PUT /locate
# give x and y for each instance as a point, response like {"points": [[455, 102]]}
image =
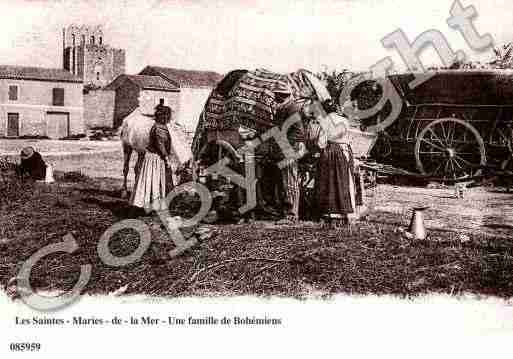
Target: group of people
{"points": [[335, 197], [334, 192]]}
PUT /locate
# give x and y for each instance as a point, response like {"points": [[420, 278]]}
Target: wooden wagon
{"points": [[452, 126]]}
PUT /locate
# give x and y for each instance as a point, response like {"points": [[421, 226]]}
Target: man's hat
{"points": [[27, 152]]}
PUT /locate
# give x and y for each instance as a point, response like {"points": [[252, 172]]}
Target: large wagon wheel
{"points": [[449, 148]]}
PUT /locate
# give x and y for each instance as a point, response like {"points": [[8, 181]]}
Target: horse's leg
{"points": [[127, 153]]}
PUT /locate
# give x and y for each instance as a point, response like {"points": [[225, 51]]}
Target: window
{"points": [[58, 97], [13, 124], [13, 93]]}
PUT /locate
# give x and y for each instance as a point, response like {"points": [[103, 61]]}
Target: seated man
{"points": [[32, 164]]}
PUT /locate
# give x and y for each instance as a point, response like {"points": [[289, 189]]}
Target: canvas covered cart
{"points": [[452, 126], [241, 109]]}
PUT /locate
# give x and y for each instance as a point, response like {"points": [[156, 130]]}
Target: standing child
{"points": [[33, 165], [154, 178]]}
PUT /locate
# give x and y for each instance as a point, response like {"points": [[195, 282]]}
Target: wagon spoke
{"points": [[436, 170], [436, 136], [444, 134], [457, 163], [453, 169], [433, 145], [465, 161], [451, 138]]}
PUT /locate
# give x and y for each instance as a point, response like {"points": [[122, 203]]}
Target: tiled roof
{"points": [[37, 73], [152, 83], [185, 78], [144, 82]]}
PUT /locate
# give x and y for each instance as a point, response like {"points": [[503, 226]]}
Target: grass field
{"points": [[461, 254]]}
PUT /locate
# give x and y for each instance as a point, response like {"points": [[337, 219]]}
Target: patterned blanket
{"points": [[253, 101]]}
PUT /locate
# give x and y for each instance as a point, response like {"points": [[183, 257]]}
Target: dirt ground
{"points": [[487, 211], [469, 248], [482, 210]]}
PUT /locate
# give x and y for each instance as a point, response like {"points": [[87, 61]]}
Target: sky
{"points": [[279, 35]]}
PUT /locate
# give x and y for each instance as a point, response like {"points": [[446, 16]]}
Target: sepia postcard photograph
{"points": [[252, 178]]}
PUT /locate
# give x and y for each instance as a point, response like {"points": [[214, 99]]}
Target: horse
{"points": [[135, 136]]}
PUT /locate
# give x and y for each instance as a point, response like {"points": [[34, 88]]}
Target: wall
{"points": [[99, 108], [35, 100], [126, 101], [148, 99], [111, 63], [192, 102]]}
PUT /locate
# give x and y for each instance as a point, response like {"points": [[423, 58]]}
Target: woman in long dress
{"points": [[154, 177], [335, 183]]}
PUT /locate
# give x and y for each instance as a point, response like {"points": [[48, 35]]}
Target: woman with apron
{"points": [[334, 184], [154, 178]]}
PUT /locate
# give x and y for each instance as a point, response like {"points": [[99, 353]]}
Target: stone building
{"points": [[37, 101], [185, 91], [144, 93], [87, 54], [195, 87]]}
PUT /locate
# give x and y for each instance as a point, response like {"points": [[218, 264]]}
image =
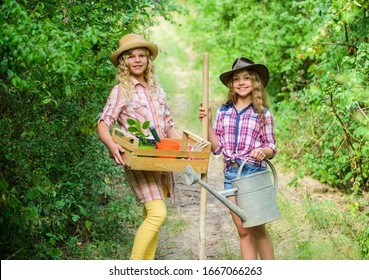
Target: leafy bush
{"points": [[55, 76]]}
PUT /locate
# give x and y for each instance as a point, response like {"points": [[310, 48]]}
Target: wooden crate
{"points": [[149, 159]]}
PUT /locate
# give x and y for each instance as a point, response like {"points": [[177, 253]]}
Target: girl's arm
{"points": [[212, 138], [115, 149], [262, 153]]}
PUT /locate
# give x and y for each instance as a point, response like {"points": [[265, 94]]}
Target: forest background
{"points": [[57, 182]]}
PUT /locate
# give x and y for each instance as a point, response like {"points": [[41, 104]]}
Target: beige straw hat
{"points": [[133, 41]]}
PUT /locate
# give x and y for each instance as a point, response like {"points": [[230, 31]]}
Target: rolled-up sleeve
{"points": [[113, 107], [219, 132], [268, 136]]}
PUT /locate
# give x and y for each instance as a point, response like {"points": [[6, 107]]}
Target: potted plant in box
{"points": [[138, 129]]}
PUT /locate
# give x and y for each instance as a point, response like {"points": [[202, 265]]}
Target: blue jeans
{"points": [[231, 173]]}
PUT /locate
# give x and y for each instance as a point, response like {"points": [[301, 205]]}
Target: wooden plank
{"points": [[170, 165]]}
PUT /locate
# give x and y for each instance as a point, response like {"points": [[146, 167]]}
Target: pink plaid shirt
{"points": [[239, 133], [147, 185]]}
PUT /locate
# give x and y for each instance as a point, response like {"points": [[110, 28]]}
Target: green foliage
{"points": [[54, 171], [138, 129], [317, 53]]}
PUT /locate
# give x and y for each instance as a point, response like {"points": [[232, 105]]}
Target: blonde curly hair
{"points": [[124, 76]]}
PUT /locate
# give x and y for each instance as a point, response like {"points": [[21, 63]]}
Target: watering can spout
{"points": [[191, 178]]}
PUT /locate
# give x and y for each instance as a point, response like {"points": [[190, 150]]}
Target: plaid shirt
{"points": [[147, 185], [142, 107], [239, 133]]}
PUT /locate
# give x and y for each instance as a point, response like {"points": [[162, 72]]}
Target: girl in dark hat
{"points": [[244, 128], [138, 96]]}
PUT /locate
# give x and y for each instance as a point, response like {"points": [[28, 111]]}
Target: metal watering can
{"points": [[255, 195]]}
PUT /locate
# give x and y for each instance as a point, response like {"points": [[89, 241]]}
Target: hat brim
{"points": [[153, 49], [261, 69]]}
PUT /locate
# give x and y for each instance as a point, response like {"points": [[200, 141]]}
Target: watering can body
{"points": [[255, 195]]}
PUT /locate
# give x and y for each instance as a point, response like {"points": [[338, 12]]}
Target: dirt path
{"points": [[179, 239]]}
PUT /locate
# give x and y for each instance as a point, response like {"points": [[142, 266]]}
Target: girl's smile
{"points": [[242, 84], [137, 63]]}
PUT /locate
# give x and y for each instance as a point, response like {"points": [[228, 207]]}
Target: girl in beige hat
{"points": [[139, 96], [244, 129]]}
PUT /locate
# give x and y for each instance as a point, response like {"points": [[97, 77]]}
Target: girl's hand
{"points": [[258, 154], [116, 151], [203, 113]]}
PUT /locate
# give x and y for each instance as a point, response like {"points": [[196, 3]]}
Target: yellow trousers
{"points": [[154, 214]]}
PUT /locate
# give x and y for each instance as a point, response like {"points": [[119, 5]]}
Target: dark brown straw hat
{"points": [[133, 41], [243, 63]]}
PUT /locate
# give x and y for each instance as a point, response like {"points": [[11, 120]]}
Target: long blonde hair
{"points": [[259, 95], [124, 75]]}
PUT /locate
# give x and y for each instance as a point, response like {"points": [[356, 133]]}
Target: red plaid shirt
{"points": [[239, 133]]}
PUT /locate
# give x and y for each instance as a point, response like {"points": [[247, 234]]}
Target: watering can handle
{"points": [[271, 167]]}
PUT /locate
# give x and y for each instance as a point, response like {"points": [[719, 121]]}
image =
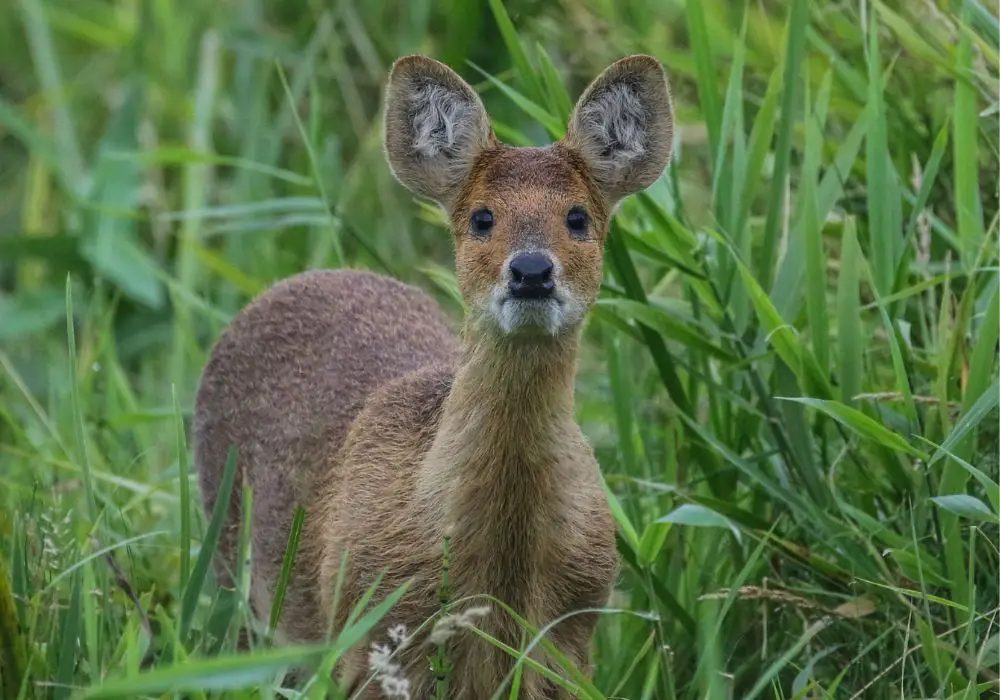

◇ ◇ ◇

### Request:
Collect every line above that contains the word "watering". Case counts.

### Result below:
Target: watering can spout
Target: metal watering can
Target: watering can body
Target: watering can handle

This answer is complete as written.